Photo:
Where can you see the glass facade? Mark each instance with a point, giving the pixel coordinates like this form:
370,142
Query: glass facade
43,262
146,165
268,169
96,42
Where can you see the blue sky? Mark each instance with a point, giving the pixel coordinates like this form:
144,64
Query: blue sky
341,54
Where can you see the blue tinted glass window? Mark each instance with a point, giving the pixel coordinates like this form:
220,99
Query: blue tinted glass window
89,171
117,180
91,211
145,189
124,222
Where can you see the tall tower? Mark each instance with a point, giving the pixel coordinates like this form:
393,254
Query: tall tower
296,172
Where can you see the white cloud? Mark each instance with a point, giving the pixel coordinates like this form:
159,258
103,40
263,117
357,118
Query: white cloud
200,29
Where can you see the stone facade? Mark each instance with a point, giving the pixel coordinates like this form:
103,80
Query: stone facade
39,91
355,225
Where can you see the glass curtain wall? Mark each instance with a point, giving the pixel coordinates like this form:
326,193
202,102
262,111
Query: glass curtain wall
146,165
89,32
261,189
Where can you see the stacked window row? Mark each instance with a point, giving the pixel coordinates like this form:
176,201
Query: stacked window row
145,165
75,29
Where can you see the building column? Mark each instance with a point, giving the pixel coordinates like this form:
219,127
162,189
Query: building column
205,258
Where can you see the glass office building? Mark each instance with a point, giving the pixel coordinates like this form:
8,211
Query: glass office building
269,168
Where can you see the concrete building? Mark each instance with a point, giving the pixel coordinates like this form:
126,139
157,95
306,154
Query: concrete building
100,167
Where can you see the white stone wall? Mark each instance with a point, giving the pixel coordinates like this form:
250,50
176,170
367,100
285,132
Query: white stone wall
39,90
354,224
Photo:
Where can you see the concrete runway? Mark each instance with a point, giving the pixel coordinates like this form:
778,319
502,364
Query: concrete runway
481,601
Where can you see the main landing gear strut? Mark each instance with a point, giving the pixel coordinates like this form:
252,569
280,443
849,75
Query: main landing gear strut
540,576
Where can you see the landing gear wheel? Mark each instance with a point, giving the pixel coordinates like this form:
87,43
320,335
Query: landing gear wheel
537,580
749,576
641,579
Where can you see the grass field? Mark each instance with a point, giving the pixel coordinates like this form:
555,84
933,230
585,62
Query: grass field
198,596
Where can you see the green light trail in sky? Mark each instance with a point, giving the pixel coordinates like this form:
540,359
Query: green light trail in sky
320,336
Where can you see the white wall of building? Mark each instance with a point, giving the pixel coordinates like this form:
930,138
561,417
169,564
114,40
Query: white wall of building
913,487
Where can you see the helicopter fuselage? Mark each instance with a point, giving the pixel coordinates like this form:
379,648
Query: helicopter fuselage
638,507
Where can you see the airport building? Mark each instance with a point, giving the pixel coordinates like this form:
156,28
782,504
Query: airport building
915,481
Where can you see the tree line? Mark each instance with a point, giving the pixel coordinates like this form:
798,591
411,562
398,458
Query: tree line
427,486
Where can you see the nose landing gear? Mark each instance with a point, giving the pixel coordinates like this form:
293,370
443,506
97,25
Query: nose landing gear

» **DIRECTIVE**:
Copy the records from the line that has "Where can you see the airport" through the end of the records, swapping "tree line" for "row of trees" and changing nothing else.

» **ANSWER FOR THIS EXERCISE**:
Where can you see the airport building? Mark each instance with a point, giving the pixel coordinates like this form:
156,28
782,504
Query: airport building
915,481
Where can you see the row of trees? Mark each instance with a point, giving the pixel coordinates like this form:
798,591
411,562
398,458
Query: row of trees
427,486
Where can you see the nose landing gear? Mark each instance with a point, giving the pixel coordinates like this form:
293,370
443,506
97,25
Query: nose landing gear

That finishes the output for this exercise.